* **Passage provided**

_ _ _ _

Rev. Rul. 76-508; 1976-2 C.B. 225

DATED
DOCUMENT ATTRIBUTES
  • Cross-Reference

    26 CFR 1.902-3: Credit for domestic corporate shareholder of a

    foreign corporation (after amendment by Revenue Act of 1962).

    (Also Section 482; 1.482-1.)

  • Code Sections
  • Language
    English
  • Tax Analysts Electronic Citation
    not available
Citations: Rev. Rul. 76-508; 1976-2 C.B. 225

Superseded by Rev. Rul. 92-75 Modified by Rev. Proc. 91-23 Amplified by Rev. Rul. 80-231

Rev. Rul. 76-508 1

Advice has been requested whether, in a situation where income is allocated from a foreign subsidiary corporation to its domestic parent corporation under section 482 of the Internal Revenue Code of 1954, the Internal Revenue Service can reduce the amount of the foreign tax paid by that foreign subsidiary to be used in computing the parent's deemed paid foreign tax credit under section 902.

P, a domestic corporation, owns all of the outstanding capital stock of S, a foreign corporation organized under the laws of foreign country Z. S is not a less developed country corporation within the meaning of section 955(c)(3) of the Code. Both corporations use the calendar year as their taxable year.

In 1973, P made sales of its products to S at a price below P's cost. In 1975, the Service proposed an allocation of income under section 482 of the Code for 1973 to reflect an arm's length selling price. For 1973, S had paid a country Z income tax on reported income for 30x dollars. Pursuant to the allocation of income under section 482, S's country Z income was reduced by 10x dollars and P's income was increased by the same amount.

_ _ _ _

(Raw records)
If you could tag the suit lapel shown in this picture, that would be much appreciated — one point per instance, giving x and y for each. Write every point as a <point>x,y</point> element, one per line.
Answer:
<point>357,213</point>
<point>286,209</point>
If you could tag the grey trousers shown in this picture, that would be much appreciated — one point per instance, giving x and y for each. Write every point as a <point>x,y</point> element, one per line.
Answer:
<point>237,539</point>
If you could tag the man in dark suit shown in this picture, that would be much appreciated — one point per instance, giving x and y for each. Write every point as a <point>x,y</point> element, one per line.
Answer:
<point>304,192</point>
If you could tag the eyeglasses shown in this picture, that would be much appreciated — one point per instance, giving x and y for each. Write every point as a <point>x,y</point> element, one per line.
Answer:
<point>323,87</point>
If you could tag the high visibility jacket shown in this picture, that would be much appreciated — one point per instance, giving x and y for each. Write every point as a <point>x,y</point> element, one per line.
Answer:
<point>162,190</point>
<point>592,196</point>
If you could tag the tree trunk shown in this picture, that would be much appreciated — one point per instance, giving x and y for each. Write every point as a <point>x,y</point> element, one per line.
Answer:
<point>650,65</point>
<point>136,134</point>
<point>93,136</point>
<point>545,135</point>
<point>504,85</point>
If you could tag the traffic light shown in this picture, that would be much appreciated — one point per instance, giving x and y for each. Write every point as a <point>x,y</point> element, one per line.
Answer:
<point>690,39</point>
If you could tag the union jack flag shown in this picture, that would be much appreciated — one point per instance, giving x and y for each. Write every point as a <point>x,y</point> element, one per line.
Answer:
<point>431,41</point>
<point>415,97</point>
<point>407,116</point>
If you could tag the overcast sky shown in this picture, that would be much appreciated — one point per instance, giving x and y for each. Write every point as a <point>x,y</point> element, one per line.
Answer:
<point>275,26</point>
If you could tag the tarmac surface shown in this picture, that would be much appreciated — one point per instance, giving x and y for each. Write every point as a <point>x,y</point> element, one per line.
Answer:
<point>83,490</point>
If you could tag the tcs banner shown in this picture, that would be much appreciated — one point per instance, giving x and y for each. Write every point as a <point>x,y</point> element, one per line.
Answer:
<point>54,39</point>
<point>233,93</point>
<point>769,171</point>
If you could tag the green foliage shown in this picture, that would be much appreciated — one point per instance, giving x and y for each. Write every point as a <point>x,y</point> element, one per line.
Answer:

_ _ _ _

* **Work instructions**
(a) Reproduce the revenue ruling word for word.
(b) Arrange the part of the records that opens with the line containing "If you could tag the grey" and closes with the line containing "<point>304,192</point>" as a two-column CSV with the headers text and answer. Give one row per record, put each field in quotation marks, and replace line breaks with spaces.
The revenue ruling and the records were taken from separate sources.

* **Responses to the tasks**
(a)
Rev. Rul. 76-508; 1976-2 C.B. 225

DATED
DOCUMENT ATTRIBUTES
  • Cross-Reference

    26 CFR 1.902-3: Credit for domestic corporate shareholder of a

    foreign corporation (after amendment by Revenue Act of 1962).

    (Also Section 482; 1.482-1.)

  • Code Sections
  • Language
    English
  • Tax Analysts Electronic Citation
    not available
Citations: Rev. Rul. 76-508; 1976-2 C.B. 225

Superseded by Rev. Rul. 92-75 Modified by Rev. Proc. 91-23 Amplified by Rev. Rul. 80-231

Rev. Rul. 76-508 1

Advice has been requested whether, in a situation where income is allocated from a foreign subsidiary corporation to its domestic parent corporation under section 482 of the Internal Revenue Code of 1954, the Internal Revenue Service can reduce the amount of the foreign tax paid by that foreign subsidiary to be used in computing the parent's deemed paid foreign tax credit under section 902.

P, a domestic corporation, owns all of the outstanding capital stock of S, a foreign corporation organized under the laws of foreign country Z. S is not a less developed country corporation within the meaning of section 955(c)(3) of the Code. Both corporations use the calendar year as their taxable year.

In 1973, P made sales of its products to S at a price below P's cost. In 1975, the Service proposed an allocation of income under section 482 of the Code for 1973 to reflect an arm's length selling price. For 1973, S had paid a country Z income tax on reported income for 30x dollars. Pursuant to the allocation of income under section 482, S's country Z income was reduced by 10x dollars and P's income was increased by the same amount.

(b)
text,answer
"If you could tag the grey trousers shown in this picture, that would be much appreciated — one point per instance, giving x and y for each. Write every point as a <point>x,y</point> element, one per line. Answer:","<point>237,539</point>"
"If you could tag the man in dark suit shown in this picture, that would be much appreciated — one point per instance, giving x and y for each. Write every point as a <point>x,y</point> element, one per line. Answer:","<point>304,192</point>"